─── AVAILABLE RECORDS ───

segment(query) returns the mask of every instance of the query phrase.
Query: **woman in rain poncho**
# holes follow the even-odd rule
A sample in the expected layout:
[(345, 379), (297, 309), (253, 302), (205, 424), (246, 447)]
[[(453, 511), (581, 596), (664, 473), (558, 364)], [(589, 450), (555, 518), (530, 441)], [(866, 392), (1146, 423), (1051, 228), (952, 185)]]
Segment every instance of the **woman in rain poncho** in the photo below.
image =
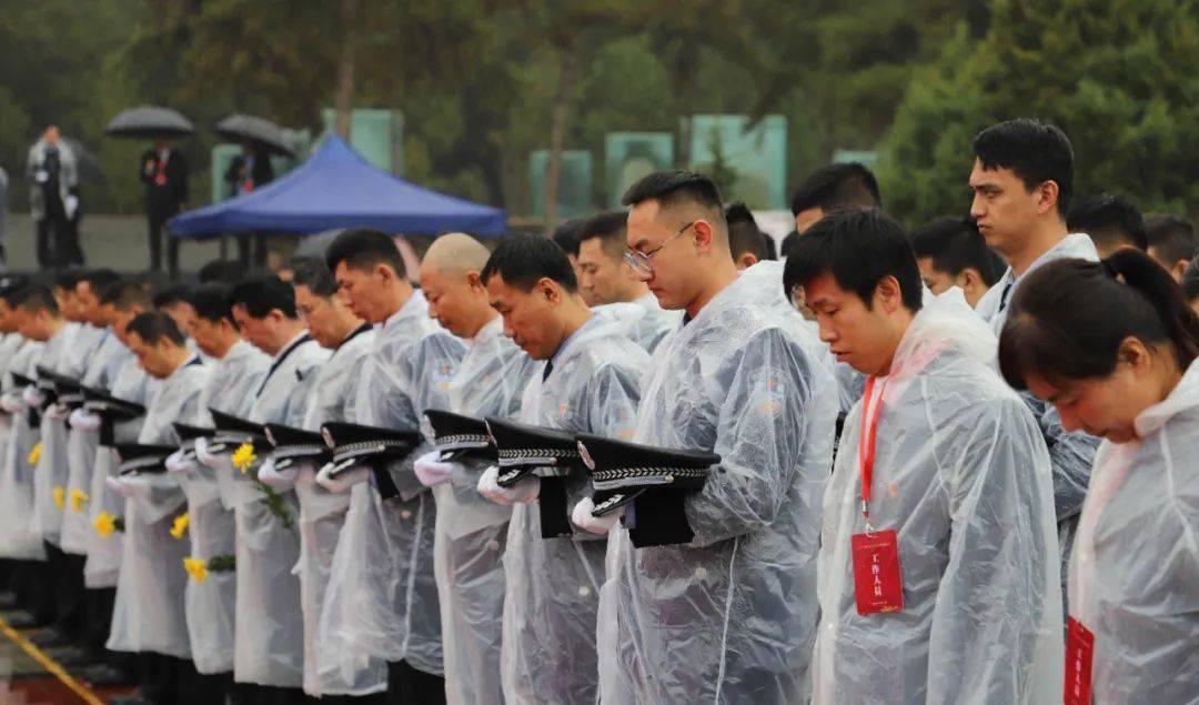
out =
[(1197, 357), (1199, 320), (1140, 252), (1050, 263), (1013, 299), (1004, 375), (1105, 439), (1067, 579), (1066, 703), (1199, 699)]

───
─── AVAILABLE RECORDS ───

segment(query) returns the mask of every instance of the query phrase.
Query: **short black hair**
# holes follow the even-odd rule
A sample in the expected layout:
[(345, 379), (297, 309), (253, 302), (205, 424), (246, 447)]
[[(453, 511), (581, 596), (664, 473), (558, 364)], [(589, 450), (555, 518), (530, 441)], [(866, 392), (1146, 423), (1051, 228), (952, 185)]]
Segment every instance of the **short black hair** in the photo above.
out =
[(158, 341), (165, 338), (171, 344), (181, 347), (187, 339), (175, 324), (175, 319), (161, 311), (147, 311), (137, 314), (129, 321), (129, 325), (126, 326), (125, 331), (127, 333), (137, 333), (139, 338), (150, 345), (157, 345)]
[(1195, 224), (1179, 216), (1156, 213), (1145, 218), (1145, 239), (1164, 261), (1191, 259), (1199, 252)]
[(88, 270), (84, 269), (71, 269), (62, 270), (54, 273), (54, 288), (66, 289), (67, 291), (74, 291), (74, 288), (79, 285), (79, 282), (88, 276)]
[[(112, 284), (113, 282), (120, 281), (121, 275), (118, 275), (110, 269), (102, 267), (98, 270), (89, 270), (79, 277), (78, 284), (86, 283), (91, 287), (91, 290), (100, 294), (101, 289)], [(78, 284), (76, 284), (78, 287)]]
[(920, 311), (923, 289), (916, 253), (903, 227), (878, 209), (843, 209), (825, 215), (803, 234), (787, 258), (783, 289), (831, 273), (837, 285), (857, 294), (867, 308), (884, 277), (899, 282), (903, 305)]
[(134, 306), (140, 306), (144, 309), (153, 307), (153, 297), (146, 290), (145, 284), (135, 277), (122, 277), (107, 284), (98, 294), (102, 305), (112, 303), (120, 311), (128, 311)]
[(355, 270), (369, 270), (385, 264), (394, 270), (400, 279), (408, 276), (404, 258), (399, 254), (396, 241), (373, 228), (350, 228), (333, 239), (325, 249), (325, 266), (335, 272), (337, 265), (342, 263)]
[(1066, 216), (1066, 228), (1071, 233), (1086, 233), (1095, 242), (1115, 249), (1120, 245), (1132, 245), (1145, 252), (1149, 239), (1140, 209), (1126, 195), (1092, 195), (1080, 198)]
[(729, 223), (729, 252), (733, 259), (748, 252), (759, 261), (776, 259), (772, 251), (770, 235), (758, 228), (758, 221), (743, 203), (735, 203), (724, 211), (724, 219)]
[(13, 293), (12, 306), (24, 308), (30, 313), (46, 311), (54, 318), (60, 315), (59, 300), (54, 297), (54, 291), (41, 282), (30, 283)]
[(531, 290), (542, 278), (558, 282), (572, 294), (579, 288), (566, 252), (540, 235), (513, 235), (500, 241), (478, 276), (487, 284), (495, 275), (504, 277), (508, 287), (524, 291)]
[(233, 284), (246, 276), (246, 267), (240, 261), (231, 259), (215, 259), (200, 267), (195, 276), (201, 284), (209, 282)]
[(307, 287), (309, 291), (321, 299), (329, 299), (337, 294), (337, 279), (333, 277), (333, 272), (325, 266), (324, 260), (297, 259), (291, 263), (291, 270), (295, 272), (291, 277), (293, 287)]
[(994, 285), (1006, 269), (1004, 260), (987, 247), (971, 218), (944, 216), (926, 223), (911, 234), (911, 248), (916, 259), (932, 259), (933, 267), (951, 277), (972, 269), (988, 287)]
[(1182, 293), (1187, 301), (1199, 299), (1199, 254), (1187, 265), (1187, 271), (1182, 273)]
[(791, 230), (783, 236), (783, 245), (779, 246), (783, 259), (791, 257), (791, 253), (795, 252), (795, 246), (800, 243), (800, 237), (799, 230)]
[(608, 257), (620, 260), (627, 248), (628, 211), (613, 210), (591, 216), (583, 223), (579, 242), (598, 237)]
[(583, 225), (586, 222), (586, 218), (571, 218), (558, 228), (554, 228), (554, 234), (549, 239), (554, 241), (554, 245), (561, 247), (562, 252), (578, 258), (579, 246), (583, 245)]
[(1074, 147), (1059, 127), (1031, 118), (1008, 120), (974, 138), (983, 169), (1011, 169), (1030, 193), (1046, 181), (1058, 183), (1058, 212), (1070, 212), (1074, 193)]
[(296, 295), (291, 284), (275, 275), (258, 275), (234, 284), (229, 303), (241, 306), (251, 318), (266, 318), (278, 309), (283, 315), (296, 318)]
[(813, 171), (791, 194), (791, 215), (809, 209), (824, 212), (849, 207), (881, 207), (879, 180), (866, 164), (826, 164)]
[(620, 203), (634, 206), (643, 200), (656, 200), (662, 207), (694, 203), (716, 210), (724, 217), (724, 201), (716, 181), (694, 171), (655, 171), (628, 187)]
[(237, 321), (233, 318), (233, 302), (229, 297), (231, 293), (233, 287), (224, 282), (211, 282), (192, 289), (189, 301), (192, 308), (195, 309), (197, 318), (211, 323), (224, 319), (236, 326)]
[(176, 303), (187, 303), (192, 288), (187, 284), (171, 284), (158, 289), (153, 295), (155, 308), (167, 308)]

───

**WORK TO COMPLETE:**
Which lines in the data above contain the word "short"? Pull out each of those lines in full.

**TASK SOLUTION:**
Query: **short black hair**
Segment every instance of the **short black hair** in the photo above.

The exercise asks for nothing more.